(DIRECTION):
In the records below, locate the line containing "the white building.", then extract it and all following lines exactly, ending with the last line.

▼

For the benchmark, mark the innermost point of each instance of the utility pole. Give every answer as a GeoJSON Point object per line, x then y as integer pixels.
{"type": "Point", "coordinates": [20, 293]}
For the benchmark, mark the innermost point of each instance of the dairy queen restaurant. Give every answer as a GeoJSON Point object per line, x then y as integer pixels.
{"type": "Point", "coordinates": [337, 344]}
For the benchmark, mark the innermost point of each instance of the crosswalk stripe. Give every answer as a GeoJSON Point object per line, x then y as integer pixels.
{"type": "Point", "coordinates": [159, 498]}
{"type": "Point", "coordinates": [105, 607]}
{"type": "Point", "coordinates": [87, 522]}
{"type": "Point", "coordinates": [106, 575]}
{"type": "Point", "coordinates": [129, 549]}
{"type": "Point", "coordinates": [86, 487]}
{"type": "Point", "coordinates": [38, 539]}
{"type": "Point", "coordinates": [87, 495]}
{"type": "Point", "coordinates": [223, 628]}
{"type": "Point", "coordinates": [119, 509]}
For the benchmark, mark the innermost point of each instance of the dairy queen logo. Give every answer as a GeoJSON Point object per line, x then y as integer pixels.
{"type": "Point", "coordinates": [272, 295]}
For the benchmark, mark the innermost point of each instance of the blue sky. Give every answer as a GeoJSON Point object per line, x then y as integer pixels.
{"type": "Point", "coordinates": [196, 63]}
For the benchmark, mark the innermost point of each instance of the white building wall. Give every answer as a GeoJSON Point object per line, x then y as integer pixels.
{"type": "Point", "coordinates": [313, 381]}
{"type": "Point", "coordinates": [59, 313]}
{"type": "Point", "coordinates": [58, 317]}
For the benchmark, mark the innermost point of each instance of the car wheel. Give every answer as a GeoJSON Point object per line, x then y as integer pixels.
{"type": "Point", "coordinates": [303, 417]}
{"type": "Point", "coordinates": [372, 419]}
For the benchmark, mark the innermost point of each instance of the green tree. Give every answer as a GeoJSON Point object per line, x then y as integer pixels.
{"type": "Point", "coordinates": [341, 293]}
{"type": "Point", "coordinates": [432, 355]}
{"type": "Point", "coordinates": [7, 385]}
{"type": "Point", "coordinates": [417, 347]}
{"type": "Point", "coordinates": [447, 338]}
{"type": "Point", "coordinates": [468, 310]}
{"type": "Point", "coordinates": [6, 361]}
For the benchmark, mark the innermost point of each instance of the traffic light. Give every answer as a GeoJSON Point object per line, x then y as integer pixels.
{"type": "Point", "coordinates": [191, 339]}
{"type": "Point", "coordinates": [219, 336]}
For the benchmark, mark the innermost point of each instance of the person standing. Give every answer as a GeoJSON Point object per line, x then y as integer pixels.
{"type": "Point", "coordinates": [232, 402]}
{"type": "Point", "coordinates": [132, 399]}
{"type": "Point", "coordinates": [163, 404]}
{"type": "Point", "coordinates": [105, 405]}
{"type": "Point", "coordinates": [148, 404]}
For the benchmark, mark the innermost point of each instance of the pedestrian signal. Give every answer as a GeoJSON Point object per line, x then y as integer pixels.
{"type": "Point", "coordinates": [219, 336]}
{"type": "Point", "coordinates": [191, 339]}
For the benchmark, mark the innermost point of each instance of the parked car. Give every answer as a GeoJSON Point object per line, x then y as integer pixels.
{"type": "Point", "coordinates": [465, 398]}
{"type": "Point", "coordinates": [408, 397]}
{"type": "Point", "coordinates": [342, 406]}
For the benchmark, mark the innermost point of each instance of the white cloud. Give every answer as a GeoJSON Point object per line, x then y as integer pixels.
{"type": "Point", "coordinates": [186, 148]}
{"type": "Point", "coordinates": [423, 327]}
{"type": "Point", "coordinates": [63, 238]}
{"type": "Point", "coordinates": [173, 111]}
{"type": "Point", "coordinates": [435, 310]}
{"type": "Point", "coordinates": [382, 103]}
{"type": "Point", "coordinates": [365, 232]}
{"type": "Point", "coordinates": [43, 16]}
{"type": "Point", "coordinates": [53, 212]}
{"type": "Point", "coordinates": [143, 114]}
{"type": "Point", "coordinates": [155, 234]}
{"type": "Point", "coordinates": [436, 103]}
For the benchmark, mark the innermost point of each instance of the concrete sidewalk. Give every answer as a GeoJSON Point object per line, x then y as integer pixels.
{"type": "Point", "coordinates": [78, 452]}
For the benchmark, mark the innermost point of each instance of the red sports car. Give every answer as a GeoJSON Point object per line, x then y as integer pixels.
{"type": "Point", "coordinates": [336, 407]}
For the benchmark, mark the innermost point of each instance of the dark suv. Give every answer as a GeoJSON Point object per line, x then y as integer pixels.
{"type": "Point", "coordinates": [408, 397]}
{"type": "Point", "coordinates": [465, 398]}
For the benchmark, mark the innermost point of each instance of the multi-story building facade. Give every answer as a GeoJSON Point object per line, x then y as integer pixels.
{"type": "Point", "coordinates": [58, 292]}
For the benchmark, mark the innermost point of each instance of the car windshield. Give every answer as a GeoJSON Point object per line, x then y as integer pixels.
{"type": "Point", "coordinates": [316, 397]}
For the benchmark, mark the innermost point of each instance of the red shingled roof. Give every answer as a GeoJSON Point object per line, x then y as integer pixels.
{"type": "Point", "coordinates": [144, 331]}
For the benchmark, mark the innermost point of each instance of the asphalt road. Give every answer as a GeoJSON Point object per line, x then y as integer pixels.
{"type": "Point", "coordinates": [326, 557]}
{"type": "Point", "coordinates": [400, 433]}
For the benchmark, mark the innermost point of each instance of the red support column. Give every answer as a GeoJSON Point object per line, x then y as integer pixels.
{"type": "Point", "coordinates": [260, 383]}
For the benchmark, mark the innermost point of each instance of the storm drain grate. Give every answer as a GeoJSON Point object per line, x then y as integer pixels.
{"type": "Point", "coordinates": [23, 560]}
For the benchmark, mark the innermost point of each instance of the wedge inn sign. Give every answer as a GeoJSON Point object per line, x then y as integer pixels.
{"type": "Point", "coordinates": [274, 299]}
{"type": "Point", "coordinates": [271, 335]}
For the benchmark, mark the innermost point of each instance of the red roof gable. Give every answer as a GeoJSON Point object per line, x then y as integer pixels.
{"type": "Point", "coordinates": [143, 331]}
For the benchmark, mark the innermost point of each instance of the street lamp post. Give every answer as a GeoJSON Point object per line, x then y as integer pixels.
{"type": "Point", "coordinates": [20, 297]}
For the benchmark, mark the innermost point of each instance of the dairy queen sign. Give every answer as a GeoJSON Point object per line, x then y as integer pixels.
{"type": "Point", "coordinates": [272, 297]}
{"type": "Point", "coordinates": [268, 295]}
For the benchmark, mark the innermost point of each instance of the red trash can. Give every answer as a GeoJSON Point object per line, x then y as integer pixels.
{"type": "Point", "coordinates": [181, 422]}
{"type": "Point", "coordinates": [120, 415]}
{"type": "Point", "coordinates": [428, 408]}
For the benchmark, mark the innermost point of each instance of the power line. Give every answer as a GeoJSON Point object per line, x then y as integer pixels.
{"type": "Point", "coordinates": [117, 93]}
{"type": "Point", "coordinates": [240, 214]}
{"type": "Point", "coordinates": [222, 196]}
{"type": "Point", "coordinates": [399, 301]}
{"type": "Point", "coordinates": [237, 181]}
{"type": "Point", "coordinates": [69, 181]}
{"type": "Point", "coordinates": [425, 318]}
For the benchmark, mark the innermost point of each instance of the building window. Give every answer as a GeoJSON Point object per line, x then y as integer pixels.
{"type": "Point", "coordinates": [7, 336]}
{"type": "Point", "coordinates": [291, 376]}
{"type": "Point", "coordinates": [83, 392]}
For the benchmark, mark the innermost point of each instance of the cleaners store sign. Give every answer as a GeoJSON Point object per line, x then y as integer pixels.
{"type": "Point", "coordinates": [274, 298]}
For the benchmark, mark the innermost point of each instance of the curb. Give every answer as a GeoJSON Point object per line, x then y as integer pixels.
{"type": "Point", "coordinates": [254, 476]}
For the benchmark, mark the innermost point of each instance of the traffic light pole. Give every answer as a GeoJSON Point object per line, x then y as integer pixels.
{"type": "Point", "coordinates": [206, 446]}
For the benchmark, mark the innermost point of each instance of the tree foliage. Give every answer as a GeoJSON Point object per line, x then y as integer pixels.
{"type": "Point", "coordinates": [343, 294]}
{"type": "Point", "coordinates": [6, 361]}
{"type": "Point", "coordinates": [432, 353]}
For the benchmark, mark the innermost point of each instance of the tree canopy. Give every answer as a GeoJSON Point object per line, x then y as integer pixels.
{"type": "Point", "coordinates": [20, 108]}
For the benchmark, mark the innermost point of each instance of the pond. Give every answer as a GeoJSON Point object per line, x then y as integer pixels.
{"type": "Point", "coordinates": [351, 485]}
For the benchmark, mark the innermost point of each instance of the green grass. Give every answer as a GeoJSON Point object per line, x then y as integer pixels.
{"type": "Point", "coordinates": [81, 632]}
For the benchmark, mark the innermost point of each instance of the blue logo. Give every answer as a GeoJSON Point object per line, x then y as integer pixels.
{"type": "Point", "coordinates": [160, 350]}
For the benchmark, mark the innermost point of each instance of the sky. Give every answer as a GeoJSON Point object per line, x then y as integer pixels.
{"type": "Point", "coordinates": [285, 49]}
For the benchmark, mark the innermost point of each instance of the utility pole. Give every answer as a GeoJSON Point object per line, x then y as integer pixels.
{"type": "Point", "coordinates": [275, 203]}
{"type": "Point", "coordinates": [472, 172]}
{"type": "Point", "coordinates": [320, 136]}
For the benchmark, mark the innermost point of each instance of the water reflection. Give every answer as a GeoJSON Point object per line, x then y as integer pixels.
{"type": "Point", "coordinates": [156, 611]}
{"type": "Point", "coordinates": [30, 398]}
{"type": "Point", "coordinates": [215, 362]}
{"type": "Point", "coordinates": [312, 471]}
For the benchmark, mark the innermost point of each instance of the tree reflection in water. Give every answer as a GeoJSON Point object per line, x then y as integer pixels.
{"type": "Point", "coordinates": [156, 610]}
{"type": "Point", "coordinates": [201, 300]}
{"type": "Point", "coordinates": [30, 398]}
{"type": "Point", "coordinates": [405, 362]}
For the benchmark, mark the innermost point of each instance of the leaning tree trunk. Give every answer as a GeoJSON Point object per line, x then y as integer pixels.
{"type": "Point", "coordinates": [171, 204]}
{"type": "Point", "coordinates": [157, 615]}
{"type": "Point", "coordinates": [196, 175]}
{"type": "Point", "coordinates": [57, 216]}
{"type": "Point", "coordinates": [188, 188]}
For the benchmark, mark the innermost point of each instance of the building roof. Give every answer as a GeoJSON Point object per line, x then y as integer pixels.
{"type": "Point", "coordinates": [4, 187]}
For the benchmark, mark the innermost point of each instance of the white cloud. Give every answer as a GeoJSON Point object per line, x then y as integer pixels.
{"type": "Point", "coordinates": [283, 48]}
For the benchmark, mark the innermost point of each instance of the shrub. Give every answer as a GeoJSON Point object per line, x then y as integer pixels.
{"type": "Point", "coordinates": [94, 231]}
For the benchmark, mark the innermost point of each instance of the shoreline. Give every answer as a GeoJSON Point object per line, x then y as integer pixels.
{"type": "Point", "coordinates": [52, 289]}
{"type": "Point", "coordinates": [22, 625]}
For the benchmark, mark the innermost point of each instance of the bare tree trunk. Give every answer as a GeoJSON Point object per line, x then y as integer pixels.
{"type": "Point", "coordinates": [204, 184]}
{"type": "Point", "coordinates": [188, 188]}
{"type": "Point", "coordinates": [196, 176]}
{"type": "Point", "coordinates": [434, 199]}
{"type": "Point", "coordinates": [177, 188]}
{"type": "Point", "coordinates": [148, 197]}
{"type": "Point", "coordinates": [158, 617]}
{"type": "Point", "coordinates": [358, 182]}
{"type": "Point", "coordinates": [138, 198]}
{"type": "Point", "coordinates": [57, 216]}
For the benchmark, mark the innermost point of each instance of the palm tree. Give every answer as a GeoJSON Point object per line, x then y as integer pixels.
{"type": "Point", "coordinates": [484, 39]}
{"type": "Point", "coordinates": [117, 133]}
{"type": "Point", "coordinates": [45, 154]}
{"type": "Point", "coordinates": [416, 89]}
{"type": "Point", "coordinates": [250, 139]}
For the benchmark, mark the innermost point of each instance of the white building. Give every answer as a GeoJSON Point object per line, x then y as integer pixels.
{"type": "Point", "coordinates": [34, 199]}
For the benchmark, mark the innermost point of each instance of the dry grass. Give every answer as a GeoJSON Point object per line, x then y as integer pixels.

▲

(REPLY):
For the benchmark, mark the innermost point of each instance of the white building. Give every answer as a GeoJSON Point object per line, x then y as integer pixels.
{"type": "Point", "coordinates": [34, 199]}
For the benchmark, mark the innermost point of each instance of the dry grass. Give every answer as a GeoJSON Point object per line, x then y as integer pixels.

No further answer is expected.